▶ [TASK GOAL]
Answer these questions about the forum post below on D language behavior and implementation details:
1. Under the current D implementation, what does the CPU dereference to do the assignment to `a`?
2. What does the writer vaguely remember a Microsoft paper finding?
3. In which case does C define ordered comparison for pointers?

▶ [TEXT EXTRACT]
During program execution, _with the current D implementation of 
classes and non-virtual methods_, the CPU will only "dereference" 
the `this` pointer to do the assignment to `a`. But that is only 
the case for our _current implementation_. For the D language 
behavior, it does not matter what the implementation does: same 
behavior should happen on any architecture/platform/execution 
model.

If you want to fault on null-dereference, I believe you _have_ to 
add a null-check at every dereference at _language_ level 
(regardless of implementation details). Perhaps it does not 
impact performance very much (with optimizer enabled); I vaguely 
remember a paper from Microsoft where they tried this and did not 
see a big perf impact (if any).

Some notes to trigger you to think about distinguishing language 
behavior from CPU/implementation details:

- You don't _have_ to implement classes and virtual functions 
using a vptr/vtable, there are other options!
- There does not need to be a "stack" (implementation detail 
vocabulary). Some "CPUs" don't have a "stack", and instead do 
"local storage" (language vocabulary) in an alternative way. In 
fact, even on CPUs _with_ stack, it can help to not use it! (read 
about Address Sanitizer detection of stack-use-after-scope and 
ASan's "fake stack")
- Pointers don't have to be memory addresses (you probably 
already know that they are not physical addresses on common 
CPUs), but could probably be implemented as hashes/keys into a 
database as well. C does not define ordered comparison (e.g. > 
and <) for pointers (it's implementation defined, IIRC), except 
when they point into the same object (e.g. an array or struct). 
Why? Because what does it mean on segmented memory architectures 
(i.e. x86)?
- Distinguishing language from implementation behavior means that 
correct programs work the same on all kinds of different 
implementations (e.g. you can run your C++ program in a REPL, or 
run it in your browser through WASM).

cheers,
   Johan

▶ [RECORDS SUPPLIED]
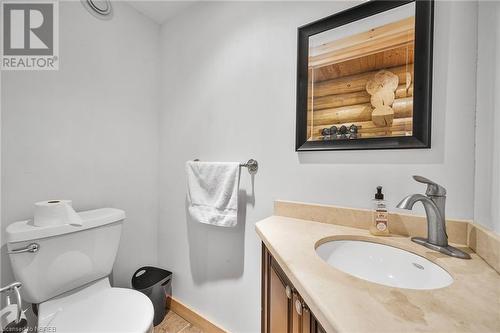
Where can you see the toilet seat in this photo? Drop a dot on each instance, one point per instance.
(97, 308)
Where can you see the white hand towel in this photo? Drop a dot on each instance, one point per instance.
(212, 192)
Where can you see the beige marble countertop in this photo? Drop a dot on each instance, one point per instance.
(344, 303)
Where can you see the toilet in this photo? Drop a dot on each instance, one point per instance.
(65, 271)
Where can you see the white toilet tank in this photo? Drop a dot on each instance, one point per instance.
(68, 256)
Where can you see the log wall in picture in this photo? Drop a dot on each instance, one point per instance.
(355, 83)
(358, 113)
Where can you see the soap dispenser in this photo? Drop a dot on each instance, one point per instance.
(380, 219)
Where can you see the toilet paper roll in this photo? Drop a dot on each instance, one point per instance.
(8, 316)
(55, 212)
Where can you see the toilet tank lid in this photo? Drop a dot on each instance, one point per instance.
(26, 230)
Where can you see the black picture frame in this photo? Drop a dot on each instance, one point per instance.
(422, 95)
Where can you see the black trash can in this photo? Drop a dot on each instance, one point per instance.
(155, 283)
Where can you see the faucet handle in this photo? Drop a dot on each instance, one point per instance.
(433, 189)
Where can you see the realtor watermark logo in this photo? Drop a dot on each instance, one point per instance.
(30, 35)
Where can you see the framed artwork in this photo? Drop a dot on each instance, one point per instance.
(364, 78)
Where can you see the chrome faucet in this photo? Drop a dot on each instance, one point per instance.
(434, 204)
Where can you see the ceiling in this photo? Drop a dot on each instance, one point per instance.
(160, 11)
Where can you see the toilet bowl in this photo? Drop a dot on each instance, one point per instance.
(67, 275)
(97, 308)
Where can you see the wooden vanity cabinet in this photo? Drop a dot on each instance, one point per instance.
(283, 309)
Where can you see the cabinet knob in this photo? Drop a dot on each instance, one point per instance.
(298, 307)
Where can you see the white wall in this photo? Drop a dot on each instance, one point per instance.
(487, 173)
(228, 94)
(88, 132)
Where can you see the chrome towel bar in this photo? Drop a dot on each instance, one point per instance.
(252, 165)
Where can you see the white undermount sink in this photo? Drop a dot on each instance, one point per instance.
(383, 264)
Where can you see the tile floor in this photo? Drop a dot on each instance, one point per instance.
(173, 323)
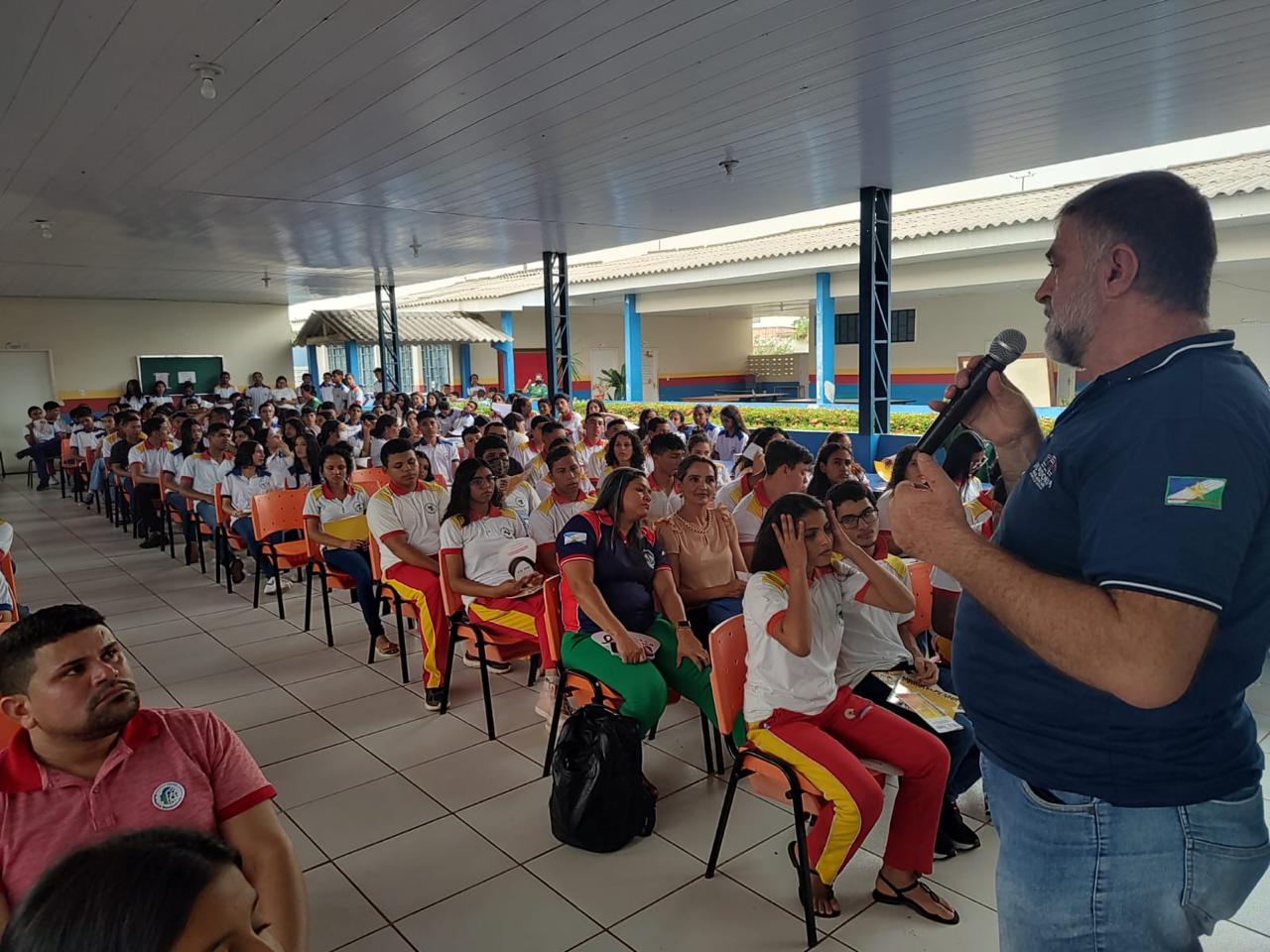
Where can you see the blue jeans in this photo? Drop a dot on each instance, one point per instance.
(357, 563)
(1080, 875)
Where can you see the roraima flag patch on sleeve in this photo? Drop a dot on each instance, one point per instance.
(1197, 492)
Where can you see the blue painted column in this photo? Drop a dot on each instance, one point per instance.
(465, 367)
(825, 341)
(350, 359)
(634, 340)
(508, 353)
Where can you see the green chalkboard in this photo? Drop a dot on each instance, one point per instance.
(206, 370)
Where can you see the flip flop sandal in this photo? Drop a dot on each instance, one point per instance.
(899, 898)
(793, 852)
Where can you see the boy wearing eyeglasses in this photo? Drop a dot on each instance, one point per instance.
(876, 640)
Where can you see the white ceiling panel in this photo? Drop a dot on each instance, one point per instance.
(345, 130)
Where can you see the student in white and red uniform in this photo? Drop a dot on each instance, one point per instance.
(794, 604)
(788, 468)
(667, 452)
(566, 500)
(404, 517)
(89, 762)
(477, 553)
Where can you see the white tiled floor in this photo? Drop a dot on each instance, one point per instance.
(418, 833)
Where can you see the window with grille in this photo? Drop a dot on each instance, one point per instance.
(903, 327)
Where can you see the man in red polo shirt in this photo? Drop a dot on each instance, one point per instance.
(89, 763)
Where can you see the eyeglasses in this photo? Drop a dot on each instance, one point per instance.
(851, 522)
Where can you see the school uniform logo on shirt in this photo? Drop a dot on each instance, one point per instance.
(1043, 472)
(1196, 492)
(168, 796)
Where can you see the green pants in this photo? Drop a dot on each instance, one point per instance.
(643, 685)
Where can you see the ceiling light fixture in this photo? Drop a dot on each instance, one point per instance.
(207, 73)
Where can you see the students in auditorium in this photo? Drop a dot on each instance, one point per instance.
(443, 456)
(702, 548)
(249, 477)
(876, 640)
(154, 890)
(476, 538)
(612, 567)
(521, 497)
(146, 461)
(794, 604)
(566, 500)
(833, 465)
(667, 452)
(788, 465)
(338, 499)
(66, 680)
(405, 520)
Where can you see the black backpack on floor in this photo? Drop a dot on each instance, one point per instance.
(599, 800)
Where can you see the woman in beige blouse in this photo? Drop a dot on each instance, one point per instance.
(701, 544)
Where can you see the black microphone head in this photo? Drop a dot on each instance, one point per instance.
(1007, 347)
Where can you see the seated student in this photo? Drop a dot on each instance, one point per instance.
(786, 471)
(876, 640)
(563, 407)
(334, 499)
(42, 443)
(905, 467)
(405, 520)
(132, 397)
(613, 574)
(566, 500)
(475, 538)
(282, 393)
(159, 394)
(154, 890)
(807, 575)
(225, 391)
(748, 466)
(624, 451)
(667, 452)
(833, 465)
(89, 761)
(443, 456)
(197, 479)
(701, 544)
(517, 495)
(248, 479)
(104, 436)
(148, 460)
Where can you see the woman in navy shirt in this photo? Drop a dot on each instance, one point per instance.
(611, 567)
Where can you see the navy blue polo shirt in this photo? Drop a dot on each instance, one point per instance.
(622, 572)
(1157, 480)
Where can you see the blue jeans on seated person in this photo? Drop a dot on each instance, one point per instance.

▶ [FINAL RESULT]
1. The `this` pointer.
2. The researchers tried adding null-checks at every dereference and saw little or no performance impact.
3. When the pointers point into the same object, such as an array or struct.